What the exercise asks:
Please write out exactly the lines of the data below from the line holding "of the woman" through the line holding "the brown shoe", and leave out the rest.
BEGIN
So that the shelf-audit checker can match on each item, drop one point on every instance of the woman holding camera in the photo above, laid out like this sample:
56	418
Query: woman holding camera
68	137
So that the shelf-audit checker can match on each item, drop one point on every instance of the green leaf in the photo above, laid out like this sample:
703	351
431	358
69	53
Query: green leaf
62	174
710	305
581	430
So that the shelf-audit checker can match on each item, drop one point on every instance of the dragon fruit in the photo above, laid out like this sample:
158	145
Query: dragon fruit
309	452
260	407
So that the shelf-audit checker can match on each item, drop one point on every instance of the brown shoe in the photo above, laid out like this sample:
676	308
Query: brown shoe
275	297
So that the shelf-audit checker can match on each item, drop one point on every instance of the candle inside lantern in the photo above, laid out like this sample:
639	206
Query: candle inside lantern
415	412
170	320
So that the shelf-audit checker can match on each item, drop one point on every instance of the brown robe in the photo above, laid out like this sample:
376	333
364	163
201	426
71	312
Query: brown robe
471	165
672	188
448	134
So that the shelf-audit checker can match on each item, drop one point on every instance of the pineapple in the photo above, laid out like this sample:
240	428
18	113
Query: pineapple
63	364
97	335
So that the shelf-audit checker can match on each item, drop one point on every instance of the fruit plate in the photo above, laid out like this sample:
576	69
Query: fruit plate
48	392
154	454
END
BEGIN
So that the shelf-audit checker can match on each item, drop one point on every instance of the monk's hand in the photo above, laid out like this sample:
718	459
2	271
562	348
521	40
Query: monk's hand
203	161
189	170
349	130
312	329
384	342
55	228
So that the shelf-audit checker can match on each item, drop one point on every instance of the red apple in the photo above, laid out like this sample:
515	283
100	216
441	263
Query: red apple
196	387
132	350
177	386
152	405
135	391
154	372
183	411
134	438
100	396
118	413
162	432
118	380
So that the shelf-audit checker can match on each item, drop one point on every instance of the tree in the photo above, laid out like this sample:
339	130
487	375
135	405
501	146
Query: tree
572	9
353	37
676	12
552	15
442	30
END
Answer to the exercise:
So that the shelf-audit checker can match on each item, drop one point on every instance of the woman holding camera in the photo above, laid out like this sample:
56	418
Query: woman holding camera
68	137
So that the shelf-audit checker can match on each item, drop one point on every instance of the green leaf in the photo above, laid out like this sample:
703	351
431	358
69	53
Query: green leaf
62	174
710	305
581	430
So that the shelf-audit checker can match on each item, drop one point on every instance of the dragon fruit in the photo above, laid out like this sample:
158	145
Query: dragon fruit
309	452
260	407
So that the shelf-audit checker can match on each item, drop one point on every instance of the brown shoe in the photo above, laid out like this sample:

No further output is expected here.